## Required action
With the line containing "instance of the sky" as the starting point, output the remaining lines of the data exactly as they are, through the last.

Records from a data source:

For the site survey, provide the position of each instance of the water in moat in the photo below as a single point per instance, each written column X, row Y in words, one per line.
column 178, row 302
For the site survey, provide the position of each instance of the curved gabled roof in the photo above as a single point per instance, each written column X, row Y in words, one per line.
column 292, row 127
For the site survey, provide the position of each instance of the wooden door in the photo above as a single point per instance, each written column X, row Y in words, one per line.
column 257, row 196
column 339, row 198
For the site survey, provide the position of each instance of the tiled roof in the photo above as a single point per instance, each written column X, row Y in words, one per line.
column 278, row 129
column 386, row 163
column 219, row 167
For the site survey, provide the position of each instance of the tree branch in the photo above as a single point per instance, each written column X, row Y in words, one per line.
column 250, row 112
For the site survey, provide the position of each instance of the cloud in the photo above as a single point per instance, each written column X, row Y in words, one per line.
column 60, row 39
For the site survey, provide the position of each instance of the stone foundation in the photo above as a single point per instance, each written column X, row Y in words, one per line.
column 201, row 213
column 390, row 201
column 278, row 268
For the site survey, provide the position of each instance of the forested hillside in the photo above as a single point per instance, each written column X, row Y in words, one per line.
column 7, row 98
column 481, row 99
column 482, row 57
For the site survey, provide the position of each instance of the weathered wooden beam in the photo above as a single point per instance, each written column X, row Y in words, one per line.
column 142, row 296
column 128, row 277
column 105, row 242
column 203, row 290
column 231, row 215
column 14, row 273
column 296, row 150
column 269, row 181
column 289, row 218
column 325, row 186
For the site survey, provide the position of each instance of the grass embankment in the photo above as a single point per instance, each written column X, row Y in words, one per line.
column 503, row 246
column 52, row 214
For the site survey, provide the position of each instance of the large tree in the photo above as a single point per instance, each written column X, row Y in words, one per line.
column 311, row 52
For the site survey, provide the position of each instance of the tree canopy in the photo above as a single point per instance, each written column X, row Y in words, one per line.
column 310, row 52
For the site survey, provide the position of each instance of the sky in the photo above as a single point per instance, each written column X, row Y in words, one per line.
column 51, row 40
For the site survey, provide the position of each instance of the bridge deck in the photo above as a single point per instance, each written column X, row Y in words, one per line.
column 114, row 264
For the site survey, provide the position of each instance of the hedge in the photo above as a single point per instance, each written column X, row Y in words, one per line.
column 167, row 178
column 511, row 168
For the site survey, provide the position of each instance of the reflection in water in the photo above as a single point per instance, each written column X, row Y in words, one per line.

## Solution to this exercise
For the site survey, provide the position of each instance of the sky in the photo above as a single point per instance, each written column X, row Y in words, one per line.
column 51, row 40
For the site survey, provide the position of each instance of the bridge deck in the photo above as a single point per instance, each written column X, row Y in words, one per line.
column 114, row 264
For the site survey, provide the position of each instance of the hedge in the photo above as a single point per instance, each written column X, row Y in words, one per line.
column 167, row 178
column 511, row 168
For the site survey, provide the position of each instance of the reflection in water in the photo above as a single point per instance, each written column X, row Y in words, one per line.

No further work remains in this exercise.